Dataset excerpts on object pointing

· · · · · · ·

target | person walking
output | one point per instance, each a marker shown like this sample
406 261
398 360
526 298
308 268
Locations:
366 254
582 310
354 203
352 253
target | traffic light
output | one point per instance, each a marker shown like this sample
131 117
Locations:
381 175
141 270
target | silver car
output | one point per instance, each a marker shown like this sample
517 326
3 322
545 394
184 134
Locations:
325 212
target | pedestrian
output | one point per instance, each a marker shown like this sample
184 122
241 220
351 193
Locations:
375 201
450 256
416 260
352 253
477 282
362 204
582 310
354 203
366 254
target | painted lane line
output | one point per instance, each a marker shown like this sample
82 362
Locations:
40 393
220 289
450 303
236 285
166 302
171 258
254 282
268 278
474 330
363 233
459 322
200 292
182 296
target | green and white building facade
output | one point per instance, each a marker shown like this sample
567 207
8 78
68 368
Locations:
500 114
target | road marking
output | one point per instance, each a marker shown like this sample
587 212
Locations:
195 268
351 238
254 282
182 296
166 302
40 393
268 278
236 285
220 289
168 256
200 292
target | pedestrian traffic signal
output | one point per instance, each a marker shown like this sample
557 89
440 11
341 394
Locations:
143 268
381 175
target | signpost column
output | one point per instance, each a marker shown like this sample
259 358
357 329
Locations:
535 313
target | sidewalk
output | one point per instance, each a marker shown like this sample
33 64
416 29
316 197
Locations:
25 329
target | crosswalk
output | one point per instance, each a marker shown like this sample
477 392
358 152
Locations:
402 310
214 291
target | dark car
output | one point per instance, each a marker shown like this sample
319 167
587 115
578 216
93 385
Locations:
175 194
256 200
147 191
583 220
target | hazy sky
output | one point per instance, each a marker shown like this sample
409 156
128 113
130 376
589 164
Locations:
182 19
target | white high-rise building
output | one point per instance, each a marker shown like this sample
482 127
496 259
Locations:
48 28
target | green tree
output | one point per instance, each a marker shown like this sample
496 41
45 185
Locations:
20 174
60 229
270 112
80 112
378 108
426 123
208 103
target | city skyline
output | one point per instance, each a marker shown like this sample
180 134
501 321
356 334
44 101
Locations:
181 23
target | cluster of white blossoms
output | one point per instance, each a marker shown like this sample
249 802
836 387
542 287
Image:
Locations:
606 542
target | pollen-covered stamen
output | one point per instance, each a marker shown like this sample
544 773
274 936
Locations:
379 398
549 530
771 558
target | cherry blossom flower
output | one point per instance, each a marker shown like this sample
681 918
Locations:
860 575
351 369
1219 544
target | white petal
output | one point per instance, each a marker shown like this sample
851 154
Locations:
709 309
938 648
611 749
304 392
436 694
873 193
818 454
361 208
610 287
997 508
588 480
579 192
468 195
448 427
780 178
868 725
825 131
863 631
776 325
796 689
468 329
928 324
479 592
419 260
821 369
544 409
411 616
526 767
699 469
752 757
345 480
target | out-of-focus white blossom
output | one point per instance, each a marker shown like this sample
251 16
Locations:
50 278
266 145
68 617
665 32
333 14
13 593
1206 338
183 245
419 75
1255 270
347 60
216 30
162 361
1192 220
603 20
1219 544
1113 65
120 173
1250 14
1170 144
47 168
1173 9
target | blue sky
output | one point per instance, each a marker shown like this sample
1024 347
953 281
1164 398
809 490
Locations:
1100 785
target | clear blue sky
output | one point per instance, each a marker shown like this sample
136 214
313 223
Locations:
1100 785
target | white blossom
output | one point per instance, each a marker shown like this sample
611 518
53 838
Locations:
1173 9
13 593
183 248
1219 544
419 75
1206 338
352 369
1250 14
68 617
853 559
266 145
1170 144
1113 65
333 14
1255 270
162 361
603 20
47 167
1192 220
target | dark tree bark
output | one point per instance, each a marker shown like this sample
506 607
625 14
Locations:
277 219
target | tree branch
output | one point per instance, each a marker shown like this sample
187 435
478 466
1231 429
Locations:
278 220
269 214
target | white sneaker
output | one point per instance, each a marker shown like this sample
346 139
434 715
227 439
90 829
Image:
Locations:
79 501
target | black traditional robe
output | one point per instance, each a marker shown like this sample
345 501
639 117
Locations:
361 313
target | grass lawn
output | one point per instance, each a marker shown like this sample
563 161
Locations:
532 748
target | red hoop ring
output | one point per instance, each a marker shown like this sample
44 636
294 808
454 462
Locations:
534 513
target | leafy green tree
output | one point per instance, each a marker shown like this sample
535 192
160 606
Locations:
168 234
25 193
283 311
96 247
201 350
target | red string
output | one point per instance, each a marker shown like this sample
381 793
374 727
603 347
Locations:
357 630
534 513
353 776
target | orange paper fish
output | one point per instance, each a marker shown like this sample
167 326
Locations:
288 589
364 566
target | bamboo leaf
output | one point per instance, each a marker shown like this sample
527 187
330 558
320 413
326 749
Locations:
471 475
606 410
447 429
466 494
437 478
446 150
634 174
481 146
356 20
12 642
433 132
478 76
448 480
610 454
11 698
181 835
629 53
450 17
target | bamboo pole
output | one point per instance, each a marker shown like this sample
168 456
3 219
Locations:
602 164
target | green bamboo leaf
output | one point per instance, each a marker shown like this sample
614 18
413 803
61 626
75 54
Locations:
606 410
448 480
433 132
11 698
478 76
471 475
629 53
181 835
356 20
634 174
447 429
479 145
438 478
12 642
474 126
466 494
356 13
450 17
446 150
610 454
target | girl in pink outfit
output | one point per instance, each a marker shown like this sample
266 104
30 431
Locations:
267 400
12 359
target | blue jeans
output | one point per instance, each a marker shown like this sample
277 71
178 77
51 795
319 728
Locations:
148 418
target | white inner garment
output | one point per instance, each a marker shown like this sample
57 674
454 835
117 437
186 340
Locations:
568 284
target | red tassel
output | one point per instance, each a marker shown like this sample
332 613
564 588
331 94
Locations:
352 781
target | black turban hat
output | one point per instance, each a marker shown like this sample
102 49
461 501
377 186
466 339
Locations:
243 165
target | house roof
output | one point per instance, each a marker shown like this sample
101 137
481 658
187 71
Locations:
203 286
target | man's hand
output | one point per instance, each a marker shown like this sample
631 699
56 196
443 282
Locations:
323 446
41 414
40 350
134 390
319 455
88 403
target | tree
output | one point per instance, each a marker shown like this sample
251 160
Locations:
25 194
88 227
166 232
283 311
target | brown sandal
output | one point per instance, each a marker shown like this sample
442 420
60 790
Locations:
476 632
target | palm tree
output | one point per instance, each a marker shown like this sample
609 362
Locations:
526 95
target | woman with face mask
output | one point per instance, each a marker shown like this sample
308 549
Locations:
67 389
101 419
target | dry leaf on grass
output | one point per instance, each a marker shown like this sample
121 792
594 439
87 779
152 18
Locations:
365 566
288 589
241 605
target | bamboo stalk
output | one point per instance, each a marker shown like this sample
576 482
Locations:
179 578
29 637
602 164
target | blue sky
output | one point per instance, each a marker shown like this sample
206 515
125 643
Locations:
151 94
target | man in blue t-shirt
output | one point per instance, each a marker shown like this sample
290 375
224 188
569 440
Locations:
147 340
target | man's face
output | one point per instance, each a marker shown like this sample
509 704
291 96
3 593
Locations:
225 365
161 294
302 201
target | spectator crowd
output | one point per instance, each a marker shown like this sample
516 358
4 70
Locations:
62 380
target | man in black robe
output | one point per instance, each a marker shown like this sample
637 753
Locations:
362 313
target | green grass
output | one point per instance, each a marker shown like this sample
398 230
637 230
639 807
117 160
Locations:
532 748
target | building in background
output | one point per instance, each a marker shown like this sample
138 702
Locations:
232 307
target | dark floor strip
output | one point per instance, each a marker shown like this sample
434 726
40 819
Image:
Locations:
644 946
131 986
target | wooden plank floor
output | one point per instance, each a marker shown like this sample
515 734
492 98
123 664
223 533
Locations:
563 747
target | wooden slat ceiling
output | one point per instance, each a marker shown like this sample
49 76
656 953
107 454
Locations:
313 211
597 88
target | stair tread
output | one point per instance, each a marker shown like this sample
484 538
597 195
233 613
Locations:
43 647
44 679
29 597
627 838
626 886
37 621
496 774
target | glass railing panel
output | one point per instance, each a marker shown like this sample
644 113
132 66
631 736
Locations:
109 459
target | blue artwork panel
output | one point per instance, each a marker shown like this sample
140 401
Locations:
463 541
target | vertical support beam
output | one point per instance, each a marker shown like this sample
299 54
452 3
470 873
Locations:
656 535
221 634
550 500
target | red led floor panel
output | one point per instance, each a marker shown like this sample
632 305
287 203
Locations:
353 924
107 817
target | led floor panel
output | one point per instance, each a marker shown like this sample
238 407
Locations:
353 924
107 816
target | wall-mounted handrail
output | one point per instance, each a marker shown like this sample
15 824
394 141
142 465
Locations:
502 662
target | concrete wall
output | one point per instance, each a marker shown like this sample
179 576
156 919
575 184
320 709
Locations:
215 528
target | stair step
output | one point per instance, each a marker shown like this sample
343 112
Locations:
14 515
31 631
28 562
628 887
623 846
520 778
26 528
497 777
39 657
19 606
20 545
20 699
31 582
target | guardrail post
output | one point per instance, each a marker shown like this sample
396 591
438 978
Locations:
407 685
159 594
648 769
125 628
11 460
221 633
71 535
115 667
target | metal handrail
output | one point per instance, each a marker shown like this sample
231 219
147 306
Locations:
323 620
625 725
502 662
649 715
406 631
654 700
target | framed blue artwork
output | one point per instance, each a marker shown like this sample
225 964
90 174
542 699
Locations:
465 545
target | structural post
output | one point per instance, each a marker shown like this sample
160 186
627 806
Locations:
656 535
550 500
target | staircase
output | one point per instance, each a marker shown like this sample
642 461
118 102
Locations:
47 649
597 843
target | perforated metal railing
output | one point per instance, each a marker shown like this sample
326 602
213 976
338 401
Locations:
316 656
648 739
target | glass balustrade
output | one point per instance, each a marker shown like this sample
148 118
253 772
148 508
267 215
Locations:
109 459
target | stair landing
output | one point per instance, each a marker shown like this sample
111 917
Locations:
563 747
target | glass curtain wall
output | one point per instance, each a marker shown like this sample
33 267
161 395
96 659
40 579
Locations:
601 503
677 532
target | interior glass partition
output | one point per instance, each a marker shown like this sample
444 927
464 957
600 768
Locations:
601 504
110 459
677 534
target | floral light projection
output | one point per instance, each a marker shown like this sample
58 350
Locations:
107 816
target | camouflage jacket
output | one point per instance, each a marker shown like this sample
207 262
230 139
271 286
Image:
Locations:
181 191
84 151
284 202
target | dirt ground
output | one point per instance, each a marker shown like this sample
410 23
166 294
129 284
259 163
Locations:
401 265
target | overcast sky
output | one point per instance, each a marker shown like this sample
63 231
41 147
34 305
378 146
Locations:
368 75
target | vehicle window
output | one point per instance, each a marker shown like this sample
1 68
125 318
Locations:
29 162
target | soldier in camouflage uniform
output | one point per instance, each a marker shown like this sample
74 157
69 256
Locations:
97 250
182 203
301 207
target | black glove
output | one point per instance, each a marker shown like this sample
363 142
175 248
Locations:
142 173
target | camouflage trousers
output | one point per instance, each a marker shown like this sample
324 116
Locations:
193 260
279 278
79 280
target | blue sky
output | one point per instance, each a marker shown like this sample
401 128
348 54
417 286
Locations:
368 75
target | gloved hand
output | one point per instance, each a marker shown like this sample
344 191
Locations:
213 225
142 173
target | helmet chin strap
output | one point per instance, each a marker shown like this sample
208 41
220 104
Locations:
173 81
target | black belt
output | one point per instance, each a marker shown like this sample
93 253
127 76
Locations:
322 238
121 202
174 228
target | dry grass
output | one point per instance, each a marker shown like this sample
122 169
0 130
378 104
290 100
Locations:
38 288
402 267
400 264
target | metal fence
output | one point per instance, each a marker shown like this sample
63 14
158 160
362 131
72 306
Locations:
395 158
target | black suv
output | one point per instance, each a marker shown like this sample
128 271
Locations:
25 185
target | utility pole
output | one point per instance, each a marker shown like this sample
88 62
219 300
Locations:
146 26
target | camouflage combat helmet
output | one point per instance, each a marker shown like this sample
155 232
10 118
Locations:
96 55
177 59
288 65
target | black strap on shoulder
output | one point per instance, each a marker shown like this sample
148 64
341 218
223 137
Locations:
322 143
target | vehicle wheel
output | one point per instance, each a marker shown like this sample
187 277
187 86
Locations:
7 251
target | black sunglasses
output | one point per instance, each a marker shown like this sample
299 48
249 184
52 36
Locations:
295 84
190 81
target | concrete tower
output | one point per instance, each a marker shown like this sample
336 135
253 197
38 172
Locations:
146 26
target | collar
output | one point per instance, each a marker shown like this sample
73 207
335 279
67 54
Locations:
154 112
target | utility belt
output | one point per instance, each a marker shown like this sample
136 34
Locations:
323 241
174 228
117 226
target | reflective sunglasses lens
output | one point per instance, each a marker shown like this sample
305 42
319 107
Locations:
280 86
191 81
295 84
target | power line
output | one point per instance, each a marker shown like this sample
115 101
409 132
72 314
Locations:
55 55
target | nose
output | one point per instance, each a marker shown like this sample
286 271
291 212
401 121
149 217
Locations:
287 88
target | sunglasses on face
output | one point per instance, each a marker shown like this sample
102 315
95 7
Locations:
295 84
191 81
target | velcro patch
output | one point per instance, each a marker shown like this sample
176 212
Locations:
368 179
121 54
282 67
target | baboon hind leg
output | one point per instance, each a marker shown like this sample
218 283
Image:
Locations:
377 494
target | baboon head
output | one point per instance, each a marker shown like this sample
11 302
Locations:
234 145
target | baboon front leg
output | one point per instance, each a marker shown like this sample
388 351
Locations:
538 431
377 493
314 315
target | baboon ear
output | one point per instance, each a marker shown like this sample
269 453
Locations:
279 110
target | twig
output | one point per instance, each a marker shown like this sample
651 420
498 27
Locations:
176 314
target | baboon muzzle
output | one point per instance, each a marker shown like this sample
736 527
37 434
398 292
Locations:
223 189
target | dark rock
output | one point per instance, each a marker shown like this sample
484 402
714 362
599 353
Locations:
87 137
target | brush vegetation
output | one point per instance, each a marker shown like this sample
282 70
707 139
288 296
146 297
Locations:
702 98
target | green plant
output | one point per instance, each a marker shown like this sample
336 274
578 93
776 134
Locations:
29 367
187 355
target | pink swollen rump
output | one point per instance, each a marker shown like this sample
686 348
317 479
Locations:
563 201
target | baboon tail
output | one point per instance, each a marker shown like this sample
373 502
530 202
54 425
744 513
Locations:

· · · · · · ·

Set task —
Reproduce verbatim the lines of the rows from the line containing "target | baboon muzzle" through the last line of the rows, both included.

Result of this task —
target | baboon muzzle
output | one point per instance, each a marker shown like this sample
736 527
37 434
398 292
Locations:
223 189
target | dark rock
output | one point per instance, each a marker shown like this sample
484 402
714 362
599 353
Locations:
87 137
target | brush vegetation
output | one point per instance, each a marker shown like this sample
282 70
707 139
288 296
146 297
Locations:
702 98
target | green plant
output | one point per instance, each a marker shown like this sample
336 274
578 93
776 134
Locations:
29 367
187 355
target | pink swollen rump
output | one point per instance, each a marker shown like this sample
686 348
317 479
Locations:
563 201
target | baboon tail
output | one point per instance, each a marker shown like this sample
373 502
530 202
54 425
744 513
Locations:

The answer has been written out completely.